§ Task
In the records below, find the line with "Target: thin cirrus cloud" and the line with "Target: bare tree trunk"; return exactly those lines and every line between them.

++++ Supplied records ++++

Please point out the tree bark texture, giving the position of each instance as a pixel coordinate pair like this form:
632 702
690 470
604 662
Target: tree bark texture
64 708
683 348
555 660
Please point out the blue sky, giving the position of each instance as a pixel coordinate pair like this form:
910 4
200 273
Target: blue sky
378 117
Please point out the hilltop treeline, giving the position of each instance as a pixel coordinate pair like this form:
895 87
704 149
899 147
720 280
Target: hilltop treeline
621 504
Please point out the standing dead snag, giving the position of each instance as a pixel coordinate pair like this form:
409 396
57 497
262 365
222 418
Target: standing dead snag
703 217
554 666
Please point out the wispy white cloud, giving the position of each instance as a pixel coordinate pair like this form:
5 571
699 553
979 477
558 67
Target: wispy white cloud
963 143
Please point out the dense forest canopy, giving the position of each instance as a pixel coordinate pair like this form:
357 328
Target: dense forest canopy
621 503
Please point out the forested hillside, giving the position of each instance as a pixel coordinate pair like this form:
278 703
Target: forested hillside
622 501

++++
++++ Supplied records ++++

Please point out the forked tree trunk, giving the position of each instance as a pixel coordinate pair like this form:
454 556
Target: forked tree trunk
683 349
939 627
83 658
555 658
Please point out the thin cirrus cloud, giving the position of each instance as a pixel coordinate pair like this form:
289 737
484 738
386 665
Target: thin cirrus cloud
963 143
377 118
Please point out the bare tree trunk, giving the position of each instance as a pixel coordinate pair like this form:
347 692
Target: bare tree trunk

++++
++++ Supplied records ++++

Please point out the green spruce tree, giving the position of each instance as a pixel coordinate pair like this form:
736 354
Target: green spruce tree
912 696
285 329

++++

§ Solved exercise
Target: thin cirrus cloud
963 143
377 118
Please point out the bare tree trunk, giving the position of each instance as a pixel coordinate pair like this form:
347 692
Target: bare tree trunk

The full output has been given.